▸ Dataset entries
Content starts

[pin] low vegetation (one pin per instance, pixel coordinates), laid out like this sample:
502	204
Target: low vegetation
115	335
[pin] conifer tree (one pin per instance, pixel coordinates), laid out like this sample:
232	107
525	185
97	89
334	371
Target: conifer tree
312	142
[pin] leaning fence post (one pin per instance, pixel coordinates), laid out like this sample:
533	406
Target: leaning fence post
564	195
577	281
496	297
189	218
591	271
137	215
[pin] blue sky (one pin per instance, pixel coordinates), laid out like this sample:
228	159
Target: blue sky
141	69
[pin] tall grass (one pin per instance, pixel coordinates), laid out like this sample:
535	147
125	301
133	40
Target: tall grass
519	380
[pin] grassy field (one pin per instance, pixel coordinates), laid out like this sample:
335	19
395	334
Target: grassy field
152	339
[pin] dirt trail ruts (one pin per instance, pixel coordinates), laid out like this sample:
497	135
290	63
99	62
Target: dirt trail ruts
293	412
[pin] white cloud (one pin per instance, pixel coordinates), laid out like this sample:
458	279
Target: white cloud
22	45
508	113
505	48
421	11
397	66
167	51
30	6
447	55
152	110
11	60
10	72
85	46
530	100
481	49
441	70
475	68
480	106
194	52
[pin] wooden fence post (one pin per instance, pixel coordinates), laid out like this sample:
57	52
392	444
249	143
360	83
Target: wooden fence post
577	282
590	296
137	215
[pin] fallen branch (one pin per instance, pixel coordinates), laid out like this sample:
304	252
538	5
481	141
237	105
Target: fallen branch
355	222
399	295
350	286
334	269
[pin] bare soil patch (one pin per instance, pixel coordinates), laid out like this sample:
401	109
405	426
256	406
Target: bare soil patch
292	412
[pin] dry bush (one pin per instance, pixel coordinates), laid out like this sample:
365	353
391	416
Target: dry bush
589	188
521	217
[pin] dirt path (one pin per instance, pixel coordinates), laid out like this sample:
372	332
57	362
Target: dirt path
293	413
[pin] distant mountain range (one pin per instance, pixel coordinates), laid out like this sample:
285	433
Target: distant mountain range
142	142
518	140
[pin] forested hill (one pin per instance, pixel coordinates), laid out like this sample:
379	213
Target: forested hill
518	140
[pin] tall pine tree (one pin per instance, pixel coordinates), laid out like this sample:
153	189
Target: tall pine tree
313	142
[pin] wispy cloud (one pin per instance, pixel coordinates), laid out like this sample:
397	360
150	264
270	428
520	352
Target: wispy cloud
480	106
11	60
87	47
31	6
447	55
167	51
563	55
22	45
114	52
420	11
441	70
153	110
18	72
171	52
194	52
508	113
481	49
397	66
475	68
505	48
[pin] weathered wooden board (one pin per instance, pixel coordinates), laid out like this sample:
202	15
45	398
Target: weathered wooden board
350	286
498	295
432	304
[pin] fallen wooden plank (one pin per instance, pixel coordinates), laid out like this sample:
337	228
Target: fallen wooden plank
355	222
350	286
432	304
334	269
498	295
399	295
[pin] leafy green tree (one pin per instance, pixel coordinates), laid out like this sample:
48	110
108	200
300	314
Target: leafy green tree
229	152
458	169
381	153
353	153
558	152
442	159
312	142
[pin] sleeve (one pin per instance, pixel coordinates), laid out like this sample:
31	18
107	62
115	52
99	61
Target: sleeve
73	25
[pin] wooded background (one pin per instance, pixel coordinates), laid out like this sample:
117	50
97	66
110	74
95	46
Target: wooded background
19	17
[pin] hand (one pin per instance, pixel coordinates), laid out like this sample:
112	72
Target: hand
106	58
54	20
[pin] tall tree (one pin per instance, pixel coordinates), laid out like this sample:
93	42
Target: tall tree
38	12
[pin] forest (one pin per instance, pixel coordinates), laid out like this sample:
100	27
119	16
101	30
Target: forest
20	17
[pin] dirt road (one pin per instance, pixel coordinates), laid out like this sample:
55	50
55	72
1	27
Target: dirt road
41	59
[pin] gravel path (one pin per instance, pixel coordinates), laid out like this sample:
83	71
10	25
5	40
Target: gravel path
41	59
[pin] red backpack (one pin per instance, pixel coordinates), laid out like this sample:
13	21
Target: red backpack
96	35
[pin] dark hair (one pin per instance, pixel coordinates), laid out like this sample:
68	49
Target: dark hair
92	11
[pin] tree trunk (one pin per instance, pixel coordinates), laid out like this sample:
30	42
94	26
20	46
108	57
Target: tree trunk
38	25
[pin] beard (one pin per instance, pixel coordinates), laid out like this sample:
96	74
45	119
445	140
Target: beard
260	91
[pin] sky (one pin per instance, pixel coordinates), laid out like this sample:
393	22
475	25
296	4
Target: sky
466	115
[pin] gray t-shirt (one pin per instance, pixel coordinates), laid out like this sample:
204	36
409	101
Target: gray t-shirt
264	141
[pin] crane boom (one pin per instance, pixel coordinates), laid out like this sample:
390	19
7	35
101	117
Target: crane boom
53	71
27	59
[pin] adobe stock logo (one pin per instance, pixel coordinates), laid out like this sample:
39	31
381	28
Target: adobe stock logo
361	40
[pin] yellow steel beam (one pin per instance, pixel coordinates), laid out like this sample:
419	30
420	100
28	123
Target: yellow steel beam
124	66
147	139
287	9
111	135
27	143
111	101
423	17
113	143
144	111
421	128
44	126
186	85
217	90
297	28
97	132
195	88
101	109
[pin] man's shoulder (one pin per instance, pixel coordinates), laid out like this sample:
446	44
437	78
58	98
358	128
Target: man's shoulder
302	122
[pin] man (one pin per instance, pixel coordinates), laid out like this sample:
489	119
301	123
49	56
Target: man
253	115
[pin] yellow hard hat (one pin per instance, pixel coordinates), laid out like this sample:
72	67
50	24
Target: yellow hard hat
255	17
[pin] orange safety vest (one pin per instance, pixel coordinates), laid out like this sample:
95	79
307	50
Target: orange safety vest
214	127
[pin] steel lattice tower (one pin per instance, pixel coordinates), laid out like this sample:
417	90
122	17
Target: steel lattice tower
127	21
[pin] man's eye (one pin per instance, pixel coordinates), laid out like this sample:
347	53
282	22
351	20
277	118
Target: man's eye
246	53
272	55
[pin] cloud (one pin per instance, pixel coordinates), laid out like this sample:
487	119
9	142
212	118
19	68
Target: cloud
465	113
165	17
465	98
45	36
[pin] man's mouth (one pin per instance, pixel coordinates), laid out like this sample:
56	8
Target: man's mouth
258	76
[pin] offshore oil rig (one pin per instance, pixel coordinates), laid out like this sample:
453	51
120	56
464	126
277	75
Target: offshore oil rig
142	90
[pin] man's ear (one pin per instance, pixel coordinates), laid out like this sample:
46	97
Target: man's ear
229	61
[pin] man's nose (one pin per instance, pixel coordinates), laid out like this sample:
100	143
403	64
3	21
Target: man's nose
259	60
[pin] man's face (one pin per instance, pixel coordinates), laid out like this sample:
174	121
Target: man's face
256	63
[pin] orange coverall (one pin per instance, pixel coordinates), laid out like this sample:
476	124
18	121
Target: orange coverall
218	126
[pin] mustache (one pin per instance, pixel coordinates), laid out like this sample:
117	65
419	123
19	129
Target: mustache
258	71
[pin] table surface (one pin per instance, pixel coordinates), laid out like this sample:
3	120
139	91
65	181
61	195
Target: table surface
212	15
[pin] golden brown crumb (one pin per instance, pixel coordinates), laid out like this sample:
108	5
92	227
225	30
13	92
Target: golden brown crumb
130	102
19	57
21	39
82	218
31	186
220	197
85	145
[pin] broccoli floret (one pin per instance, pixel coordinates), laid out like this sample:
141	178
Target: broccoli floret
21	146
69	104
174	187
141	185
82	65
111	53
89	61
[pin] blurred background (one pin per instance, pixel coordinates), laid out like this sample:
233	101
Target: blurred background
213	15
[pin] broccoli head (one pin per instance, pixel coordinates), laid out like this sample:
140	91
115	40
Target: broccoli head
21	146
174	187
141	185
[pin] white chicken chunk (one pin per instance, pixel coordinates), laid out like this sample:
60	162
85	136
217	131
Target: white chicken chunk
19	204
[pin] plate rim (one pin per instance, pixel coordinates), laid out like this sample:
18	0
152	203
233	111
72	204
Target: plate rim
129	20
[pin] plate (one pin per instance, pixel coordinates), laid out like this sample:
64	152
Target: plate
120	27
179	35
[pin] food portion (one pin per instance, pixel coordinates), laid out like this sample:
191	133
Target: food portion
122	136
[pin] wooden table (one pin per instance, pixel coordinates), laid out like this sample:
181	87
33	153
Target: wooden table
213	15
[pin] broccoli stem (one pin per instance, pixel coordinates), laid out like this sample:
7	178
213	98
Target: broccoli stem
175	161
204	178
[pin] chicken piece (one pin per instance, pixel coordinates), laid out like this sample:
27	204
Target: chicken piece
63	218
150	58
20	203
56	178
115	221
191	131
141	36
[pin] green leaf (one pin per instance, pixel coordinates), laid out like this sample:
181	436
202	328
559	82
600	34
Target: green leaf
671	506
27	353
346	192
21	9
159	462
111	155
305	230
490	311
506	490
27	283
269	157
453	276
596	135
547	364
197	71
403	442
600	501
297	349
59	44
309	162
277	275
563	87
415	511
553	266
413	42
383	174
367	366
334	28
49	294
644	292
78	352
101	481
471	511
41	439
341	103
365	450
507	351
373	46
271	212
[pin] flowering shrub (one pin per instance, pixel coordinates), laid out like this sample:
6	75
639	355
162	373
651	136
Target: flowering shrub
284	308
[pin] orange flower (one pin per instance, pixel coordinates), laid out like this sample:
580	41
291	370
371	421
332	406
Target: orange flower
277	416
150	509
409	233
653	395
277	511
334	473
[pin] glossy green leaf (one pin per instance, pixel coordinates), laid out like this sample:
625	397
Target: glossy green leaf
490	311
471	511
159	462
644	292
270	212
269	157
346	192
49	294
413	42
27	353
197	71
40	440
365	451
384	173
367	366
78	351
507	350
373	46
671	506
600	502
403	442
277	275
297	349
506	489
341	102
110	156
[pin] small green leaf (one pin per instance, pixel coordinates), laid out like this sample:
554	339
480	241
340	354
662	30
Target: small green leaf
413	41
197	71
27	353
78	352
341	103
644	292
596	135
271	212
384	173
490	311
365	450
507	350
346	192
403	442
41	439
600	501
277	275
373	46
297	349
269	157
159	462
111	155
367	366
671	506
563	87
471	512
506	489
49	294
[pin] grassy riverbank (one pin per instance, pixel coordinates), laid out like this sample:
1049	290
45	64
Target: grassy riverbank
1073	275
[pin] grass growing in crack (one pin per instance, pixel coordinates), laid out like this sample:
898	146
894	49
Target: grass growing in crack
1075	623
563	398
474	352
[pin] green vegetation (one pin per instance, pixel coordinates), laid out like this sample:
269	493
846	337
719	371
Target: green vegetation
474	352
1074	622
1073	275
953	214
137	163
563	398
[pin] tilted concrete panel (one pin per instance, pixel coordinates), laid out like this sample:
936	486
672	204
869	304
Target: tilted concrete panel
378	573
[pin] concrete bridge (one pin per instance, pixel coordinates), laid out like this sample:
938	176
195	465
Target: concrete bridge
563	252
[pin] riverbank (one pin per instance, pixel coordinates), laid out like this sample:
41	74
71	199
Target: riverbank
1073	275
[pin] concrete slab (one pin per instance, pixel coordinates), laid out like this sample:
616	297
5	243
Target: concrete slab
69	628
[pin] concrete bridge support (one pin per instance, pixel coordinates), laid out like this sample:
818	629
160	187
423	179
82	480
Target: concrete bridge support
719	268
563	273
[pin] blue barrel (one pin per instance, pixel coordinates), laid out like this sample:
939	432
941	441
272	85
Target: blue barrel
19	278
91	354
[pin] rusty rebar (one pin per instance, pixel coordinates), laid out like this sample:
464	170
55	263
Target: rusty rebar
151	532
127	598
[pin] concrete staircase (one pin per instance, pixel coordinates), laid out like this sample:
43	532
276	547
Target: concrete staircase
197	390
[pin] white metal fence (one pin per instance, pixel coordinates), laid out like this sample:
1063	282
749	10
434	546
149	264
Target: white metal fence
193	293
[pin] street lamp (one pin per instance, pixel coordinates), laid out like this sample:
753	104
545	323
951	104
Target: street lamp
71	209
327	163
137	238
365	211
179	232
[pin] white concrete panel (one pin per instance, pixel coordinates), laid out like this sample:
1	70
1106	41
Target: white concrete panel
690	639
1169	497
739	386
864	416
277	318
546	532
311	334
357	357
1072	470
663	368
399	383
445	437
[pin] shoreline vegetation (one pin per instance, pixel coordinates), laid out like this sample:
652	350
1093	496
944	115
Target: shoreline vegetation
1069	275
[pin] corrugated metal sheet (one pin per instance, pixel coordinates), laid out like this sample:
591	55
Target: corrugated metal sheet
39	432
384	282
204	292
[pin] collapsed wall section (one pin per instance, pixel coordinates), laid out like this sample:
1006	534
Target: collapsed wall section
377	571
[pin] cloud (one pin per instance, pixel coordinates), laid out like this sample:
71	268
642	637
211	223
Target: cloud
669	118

Content ends

▸ What you have to do
Taking the lines above, repeat exactly those from the line that contains "[pin] man's nose" through the line that contains "[pin] table surface", and both of those lines as well. Include nothing else.

▸ Finished task
[pin] man's nose (one pin per instance, pixel coordinates), laid out like this sample:
100	143
403	64
3	21
Target: man's nose
259	60
[pin] man's face (one pin per instance, pixel coordinates), laid out like this sample:
174	121
Target: man's face
256	63
[pin] orange coverall (one pin per instance, pixel coordinates), laid out like this sample:
476	124
18	121
Target: orange coverall
218	126
[pin] mustache (one pin per instance, pixel coordinates), laid out like this sample:
117	65
419	123
19	129
Target: mustache
258	71
[pin] table surface (one pin per instance, pixel coordinates), laid out like this sample:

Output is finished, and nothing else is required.